Supplied data:
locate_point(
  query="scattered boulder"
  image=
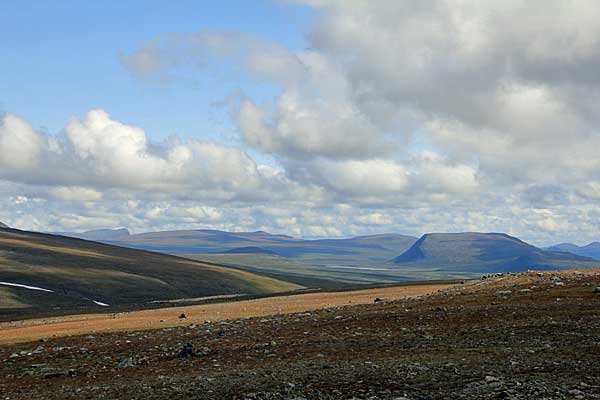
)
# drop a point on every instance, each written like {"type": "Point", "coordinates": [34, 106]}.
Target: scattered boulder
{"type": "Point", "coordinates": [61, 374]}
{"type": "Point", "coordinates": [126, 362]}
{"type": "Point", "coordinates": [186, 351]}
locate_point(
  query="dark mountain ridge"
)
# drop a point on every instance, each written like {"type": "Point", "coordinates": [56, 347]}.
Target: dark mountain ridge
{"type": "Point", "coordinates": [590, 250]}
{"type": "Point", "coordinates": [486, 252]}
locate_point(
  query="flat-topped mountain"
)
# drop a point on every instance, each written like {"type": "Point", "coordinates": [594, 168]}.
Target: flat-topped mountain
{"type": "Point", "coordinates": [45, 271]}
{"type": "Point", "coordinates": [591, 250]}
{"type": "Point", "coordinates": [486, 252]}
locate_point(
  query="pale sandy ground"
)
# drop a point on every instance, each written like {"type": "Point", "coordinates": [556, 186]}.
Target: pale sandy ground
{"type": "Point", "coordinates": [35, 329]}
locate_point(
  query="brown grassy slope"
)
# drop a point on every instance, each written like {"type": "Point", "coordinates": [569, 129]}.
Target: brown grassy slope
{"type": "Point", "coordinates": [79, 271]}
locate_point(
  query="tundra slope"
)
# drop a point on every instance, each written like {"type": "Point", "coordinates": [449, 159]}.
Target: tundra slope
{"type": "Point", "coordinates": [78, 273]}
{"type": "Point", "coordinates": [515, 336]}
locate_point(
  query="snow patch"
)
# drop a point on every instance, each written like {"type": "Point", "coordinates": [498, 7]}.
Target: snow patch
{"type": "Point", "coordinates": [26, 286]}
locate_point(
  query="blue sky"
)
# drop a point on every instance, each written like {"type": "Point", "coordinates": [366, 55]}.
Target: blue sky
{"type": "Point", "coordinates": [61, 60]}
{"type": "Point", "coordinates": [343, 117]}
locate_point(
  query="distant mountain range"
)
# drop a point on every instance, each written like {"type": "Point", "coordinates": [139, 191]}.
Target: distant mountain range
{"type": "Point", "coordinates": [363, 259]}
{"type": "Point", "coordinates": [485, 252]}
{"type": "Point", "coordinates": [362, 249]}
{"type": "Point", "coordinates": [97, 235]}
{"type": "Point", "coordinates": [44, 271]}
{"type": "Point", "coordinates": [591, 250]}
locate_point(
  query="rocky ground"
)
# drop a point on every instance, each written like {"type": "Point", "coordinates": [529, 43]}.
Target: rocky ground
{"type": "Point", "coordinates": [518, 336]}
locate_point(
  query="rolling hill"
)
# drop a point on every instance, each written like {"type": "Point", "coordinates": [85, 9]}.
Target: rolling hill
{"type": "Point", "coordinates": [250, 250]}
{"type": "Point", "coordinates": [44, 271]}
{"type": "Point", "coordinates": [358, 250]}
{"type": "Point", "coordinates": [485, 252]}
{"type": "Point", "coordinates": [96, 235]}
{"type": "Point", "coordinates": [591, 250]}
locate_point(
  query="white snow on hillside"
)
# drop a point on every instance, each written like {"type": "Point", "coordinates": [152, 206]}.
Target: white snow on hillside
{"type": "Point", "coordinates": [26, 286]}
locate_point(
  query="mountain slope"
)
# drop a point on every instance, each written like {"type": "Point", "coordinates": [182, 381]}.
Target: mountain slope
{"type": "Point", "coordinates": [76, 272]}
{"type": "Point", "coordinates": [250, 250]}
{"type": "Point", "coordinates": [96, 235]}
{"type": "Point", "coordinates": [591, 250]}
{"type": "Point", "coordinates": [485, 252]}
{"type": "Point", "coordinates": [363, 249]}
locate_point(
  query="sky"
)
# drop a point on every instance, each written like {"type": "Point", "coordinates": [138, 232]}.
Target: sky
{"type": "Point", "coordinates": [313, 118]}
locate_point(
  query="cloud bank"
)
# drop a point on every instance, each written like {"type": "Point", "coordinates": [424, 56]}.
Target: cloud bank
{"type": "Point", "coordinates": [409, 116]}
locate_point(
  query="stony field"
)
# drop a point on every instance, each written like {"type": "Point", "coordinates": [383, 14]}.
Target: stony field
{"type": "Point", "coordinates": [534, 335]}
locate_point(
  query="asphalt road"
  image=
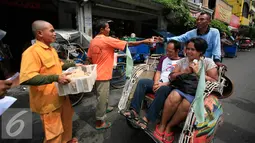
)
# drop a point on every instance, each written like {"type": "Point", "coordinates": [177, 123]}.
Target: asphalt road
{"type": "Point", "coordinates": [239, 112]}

What is needed: Set down all records verbatim, omitting images.

Written solution:
locate_point(
  query="scattered boulder"
  image=
)
# drop a point on every instance, each written like {"type": "Point", "coordinates": [34, 106]}.
Target: scattered boulder
{"type": "Point", "coordinates": [61, 374]}
{"type": "Point", "coordinates": [126, 362]}
{"type": "Point", "coordinates": [186, 351]}
locate_point(
  query="dark mountain ridge"
)
# drop a point on every instance, each written like {"type": "Point", "coordinates": [56, 347]}.
Target: dark mountain ridge
{"type": "Point", "coordinates": [590, 250]}
{"type": "Point", "coordinates": [486, 252]}
locate_point(
  query="flat-topped mountain"
)
# drop a point on every instance, each written like {"type": "Point", "coordinates": [594, 168]}.
Target: flat-topped mountain
{"type": "Point", "coordinates": [45, 271]}
{"type": "Point", "coordinates": [591, 250]}
{"type": "Point", "coordinates": [486, 252]}
locate_point(
  query="pale sandy ground"
)
# drop a point on every instance, each written like {"type": "Point", "coordinates": [556, 186]}.
Target: pale sandy ground
{"type": "Point", "coordinates": [35, 329]}
locate_point(
  query="brown grassy slope"
)
# drop a point on every instance, each written like {"type": "Point", "coordinates": [569, 129]}.
Target: brown grassy slope
{"type": "Point", "coordinates": [79, 271]}
locate_point(
  query="tundra slope"
)
# drop a point on every instance, each written like {"type": "Point", "coordinates": [449, 159]}.
Target: tundra slope
{"type": "Point", "coordinates": [78, 273]}
{"type": "Point", "coordinates": [515, 336]}
locate_point(
  query="snow patch"
)
# drop a point on every instance, each written like {"type": "Point", "coordinates": [498, 7]}.
Target: snow patch
{"type": "Point", "coordinates": [26, 286]}
locate_point(
  query="blue sky"
)
# drop a point on every instance, each written like {"type": "Point", "coordinates": [366, 55]}.
Target: blue sky
{"type": "Point", "coordinates": [61, 60]}
{"type": "Point", "coordinates": [343, 117]}
locate_point(
  query="distant mountain range"
)
# drop a point on every instance, each written like {"type": "Point", "coordinates": [139, 191]}.
Target: distant mountain range
{"type": "Point", "coordinates": [363, 259]}
{"type": "Point", "coordinates": [485, 252]}
{"type": "Point", "coordinates": [362, 249]}
{"type": "Point", "coordinates": [97, 235]}
{"type": "Point", "coordinates": [44, 271]}
{"type": "Point", "coordinates": [591, 250]}
locate_point(
  query="rocky ground"
)
# drop a point on every instance, each written like {"type": "Point", "coordinates": [529, 43]}.
Target: rocky ground
{"type": "Point", "coordinates": [518, 336]}
locate_point(
  query="rolling hill"
)
# drop a point on every instance, each written like {"type": "Point", "coordinates": [85, 9]}.
Target: rolling hill
{"type": "Point", "coordinates": [250, 250]}
{"type": "Point", "coordinates": [44, 271]}
{"type": "Point", "coordinates": [358, 250]}
{"type": "Point", "coordinates": [485, 252]}
{"type": "Point", "coordinates": [96, 235]}
{"type": "Point", "coordinates": [591, 250]}
locate_point(
  query="white snow on hillside"
)
# drop a point on every instance, each written like {"type": "Point", "coordinates": [152, 206]}.
Target: white snow on hillside
{"type": "Point", "coordinates": [26, 286]}
locate_point(
  query="mountain slope"
)
# drop a point on every instance, each written like {"type": "Point", "coordinates": [182, 381]}.
Target: mountain slope
{"type": "Point", "coordinates": [76, 272]}
{"type": "Point", "coordinates": [250, 250]}
{"type": "Point", "coordinates": [96, 235]}
{"type": "Point", "coordinates": [591, 250]}
{"type": "Point", "coordinates": [485, 252]}
{"type": "Point", "coordinates": [363, 249]}
locate_point(
  query="sky"
)
# drop a point on every instance, each written like {"type": "Point", "coordinates": [138, 232]}.
Target: sky
{"type": "Point", "coordinates": [313, 118]}
locate_point(
  query="cloud bank"
)
# drop a point on every instance, each written like {"type": "Point", "coordinates": [424, 56]}.
Target: cloud bank
{"type": "Point", "coordinates": [409, 116]}
locate_point(
  query="stony field"
)
# drop a point on every instance, each written like {"type": "Point", "coordinates": [383, 14]}.
Target: stony field
{"type": "Point", "coordinates": [534, 335]}
locate_point(
  query="asphalt road"
  image=
)
# drop a point on every instance, each written like {"type": "Point", "coordinates": [177, 123]}.
Target: asphalt road
{"type": "Point", "coordinates": [239, 112]}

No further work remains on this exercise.